◆ Problem to solve ◆
Change "blue jeans" to "denim pants" in the listing, from its start up to and including the line with "(1073, 457)". Reproduce only those lines, with nothing else altered.

Point labeling listing:
★ ★ ★

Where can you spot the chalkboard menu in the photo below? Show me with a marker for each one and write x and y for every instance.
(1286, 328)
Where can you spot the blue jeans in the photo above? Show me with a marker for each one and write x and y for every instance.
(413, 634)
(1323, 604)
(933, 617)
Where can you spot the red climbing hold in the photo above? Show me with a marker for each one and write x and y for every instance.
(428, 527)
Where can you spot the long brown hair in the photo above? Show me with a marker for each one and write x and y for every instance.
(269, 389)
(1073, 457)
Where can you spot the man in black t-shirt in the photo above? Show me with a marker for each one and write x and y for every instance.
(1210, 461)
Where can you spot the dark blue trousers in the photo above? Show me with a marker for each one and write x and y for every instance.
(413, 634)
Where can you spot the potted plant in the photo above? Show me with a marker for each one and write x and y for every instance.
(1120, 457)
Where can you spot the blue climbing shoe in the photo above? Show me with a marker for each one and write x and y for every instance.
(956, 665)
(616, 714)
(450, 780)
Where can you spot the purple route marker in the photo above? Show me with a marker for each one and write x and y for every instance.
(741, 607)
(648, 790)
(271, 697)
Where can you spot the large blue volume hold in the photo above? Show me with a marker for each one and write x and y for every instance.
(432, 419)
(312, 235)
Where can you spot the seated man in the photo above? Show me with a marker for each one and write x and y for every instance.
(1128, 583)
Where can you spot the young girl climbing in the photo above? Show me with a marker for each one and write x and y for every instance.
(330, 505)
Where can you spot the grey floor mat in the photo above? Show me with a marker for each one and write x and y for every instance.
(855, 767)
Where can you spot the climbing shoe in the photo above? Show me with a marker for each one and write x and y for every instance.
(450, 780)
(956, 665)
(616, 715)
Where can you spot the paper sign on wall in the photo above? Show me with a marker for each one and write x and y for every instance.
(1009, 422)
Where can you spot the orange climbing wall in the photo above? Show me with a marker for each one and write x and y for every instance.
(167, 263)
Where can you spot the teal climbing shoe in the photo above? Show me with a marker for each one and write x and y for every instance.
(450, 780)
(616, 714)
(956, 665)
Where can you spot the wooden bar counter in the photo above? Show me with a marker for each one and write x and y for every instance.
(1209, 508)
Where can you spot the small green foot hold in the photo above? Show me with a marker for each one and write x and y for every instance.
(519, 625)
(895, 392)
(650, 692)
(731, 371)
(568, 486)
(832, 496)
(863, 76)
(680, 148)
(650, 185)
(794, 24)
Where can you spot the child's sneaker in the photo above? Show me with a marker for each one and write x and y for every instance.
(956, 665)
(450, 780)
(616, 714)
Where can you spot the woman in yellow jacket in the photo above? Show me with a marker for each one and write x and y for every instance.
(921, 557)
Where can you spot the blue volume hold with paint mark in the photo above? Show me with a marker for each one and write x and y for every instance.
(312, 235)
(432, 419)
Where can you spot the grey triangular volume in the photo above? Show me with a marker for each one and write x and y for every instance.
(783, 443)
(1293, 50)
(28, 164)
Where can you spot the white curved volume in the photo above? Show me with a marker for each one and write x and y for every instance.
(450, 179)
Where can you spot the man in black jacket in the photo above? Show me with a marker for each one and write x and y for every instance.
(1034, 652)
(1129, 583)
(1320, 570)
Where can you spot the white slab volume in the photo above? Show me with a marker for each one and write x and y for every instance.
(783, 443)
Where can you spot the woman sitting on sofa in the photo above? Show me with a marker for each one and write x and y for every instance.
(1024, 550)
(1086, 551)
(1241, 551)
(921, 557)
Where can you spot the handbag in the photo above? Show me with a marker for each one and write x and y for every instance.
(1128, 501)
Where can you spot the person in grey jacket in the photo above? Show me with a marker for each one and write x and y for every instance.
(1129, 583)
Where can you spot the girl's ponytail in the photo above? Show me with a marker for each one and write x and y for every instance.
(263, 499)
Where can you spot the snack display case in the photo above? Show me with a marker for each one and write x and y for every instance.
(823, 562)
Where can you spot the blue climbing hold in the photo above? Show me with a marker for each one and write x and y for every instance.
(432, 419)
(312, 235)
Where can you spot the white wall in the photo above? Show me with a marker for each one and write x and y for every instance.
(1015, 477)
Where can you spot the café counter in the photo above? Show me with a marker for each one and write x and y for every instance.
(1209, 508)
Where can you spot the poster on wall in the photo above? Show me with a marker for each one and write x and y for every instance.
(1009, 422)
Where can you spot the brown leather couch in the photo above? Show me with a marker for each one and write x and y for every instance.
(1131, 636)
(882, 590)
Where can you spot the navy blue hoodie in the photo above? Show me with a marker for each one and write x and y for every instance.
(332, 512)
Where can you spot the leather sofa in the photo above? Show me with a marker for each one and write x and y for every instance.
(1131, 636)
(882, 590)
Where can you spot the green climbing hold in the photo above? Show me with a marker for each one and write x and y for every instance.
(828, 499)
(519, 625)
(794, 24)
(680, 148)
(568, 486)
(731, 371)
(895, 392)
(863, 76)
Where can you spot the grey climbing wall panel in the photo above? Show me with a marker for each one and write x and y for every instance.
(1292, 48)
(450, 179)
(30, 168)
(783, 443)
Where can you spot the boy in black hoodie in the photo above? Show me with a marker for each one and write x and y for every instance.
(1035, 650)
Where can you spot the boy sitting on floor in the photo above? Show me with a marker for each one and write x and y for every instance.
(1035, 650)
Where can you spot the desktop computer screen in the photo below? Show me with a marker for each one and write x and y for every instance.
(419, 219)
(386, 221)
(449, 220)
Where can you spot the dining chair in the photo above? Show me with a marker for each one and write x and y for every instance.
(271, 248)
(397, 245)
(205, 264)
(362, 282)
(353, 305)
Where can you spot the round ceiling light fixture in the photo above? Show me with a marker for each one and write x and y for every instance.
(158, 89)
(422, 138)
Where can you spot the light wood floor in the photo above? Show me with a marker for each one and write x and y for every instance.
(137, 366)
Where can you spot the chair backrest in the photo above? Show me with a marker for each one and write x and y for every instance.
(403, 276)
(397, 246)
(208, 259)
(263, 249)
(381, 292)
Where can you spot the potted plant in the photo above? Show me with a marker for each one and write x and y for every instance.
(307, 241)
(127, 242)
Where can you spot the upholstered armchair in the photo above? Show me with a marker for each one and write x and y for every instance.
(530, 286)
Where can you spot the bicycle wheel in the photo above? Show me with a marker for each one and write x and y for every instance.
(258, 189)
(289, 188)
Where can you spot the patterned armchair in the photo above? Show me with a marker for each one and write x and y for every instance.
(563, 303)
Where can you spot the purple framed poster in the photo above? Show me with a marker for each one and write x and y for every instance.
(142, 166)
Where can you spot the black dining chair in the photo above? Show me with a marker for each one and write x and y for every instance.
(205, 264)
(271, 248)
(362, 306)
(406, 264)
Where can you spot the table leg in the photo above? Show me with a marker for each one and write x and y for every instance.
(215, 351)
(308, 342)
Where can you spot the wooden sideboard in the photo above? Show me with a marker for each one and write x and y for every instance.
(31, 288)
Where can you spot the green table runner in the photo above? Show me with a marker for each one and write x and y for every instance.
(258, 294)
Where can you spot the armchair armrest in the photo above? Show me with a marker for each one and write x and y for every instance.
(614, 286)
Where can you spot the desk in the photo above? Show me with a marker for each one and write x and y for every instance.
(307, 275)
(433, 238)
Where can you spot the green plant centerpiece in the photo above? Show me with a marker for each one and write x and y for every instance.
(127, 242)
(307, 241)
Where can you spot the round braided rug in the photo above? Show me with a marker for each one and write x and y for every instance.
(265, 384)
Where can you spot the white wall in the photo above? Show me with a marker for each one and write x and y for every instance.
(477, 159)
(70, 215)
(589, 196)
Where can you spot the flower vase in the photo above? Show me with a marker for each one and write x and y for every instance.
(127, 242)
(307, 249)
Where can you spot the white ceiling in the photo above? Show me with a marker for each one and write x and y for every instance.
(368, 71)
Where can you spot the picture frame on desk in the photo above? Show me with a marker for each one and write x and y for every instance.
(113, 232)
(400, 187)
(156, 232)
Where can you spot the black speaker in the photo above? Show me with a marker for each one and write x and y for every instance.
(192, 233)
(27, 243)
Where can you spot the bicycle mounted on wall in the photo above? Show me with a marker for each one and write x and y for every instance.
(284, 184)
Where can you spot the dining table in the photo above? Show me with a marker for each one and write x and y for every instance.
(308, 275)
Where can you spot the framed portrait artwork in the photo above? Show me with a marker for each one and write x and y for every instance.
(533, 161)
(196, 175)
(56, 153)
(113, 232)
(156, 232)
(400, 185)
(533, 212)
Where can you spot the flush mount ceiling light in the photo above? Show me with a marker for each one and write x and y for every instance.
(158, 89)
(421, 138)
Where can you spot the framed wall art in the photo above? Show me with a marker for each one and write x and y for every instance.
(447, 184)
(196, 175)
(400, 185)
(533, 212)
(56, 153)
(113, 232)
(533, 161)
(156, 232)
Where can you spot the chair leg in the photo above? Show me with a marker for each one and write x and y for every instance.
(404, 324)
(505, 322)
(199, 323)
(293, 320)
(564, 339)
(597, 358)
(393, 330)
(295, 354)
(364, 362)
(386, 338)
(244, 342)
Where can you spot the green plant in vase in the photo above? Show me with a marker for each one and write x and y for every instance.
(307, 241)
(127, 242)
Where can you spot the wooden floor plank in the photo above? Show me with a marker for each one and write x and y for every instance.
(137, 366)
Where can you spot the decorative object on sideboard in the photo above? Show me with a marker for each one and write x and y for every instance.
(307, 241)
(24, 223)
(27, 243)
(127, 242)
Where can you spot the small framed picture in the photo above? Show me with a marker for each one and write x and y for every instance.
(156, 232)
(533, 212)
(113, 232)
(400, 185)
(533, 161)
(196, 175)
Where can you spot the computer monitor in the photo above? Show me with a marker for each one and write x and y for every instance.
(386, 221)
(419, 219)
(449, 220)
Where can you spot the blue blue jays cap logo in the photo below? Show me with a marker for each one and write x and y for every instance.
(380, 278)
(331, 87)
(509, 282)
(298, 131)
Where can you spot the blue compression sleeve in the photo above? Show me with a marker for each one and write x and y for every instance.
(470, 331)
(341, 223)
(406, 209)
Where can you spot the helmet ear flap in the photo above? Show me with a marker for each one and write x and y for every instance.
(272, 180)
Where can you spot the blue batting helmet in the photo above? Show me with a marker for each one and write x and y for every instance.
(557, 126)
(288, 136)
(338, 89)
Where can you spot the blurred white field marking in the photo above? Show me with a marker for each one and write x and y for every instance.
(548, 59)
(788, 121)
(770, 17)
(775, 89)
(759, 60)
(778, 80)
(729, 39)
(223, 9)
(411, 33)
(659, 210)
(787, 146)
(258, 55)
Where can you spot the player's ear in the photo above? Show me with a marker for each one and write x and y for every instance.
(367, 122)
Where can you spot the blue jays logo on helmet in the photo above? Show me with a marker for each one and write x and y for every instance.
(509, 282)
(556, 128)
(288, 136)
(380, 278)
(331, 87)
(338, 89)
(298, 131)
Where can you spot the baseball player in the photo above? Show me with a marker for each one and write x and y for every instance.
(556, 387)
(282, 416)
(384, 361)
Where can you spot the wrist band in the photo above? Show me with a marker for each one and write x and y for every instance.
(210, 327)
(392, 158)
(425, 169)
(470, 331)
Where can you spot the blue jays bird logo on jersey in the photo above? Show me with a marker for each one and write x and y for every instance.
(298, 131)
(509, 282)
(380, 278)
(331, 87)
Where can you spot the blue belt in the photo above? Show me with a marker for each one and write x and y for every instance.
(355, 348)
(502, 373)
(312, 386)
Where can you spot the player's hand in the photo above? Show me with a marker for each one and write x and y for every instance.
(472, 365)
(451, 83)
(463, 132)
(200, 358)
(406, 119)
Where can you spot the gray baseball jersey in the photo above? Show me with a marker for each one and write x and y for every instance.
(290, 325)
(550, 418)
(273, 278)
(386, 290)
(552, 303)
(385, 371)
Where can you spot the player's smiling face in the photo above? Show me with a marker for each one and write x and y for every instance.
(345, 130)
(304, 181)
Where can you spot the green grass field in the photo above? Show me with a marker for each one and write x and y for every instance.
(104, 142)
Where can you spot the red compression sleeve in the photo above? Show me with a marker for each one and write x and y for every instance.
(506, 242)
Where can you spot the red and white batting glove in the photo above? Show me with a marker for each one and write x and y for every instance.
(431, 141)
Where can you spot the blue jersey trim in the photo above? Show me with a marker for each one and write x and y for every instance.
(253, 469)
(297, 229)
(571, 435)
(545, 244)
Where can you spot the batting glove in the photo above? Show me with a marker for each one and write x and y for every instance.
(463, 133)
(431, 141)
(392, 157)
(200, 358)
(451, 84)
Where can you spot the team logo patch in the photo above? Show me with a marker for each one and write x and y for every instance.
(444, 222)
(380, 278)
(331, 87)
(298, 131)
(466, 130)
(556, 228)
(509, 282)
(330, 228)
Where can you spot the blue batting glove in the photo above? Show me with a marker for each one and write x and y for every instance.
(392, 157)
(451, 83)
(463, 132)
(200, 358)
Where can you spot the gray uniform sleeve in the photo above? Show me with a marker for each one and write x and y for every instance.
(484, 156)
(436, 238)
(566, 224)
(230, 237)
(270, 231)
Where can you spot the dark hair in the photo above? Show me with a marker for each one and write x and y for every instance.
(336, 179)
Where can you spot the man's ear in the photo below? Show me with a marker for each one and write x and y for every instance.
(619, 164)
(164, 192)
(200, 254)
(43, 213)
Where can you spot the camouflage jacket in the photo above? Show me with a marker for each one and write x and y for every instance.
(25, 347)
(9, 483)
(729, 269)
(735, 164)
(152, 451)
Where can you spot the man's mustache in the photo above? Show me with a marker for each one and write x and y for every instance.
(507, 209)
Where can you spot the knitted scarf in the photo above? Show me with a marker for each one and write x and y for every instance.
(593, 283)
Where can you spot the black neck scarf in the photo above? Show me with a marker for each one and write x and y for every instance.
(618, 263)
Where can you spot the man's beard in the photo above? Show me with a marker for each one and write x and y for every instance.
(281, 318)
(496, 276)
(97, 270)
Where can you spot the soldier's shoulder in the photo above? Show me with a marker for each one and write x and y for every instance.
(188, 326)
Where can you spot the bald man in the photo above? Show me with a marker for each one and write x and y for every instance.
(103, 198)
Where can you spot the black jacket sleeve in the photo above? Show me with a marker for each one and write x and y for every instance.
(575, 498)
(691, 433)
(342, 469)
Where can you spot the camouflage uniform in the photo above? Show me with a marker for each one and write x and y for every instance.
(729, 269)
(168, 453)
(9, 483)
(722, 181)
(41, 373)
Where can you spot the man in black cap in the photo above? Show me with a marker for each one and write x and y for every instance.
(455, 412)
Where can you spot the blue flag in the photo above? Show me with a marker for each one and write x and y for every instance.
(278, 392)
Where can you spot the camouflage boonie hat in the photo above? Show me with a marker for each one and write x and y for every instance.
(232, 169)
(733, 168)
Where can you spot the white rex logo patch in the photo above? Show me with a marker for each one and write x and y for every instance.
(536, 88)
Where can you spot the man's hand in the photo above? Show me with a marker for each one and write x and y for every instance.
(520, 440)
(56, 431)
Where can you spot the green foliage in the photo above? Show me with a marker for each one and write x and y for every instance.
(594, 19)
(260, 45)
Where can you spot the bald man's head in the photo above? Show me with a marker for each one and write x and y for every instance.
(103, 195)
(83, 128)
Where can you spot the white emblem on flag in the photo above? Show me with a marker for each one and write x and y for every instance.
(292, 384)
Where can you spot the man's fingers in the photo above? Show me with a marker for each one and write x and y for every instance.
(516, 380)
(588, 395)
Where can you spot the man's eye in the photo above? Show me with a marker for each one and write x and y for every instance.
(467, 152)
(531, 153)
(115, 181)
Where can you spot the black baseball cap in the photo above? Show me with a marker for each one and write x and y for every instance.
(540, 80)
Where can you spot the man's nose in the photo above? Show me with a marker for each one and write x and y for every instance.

★ ★ ★

◆ Exercise answer ◆
Where can you spot the chalkboard menu in the photo below? Show me with a marker for each one and write x and y for every instance.
(1286, 328)
Where can you spot the denim pants in the photo above? Show me with a marker for each one and write x and y for every instance.
(413, 634)
(1323, 604)
(933, 617)
Where can you spot the red climbing hold in the photo above? Show me with a marker for each one and write x and y for every instance.
(428, 527)
Where can you spot the long brown hair in the photo above? Show me with a marker for each one and write x and y for every instance.
(269, 389)
(1073, 457)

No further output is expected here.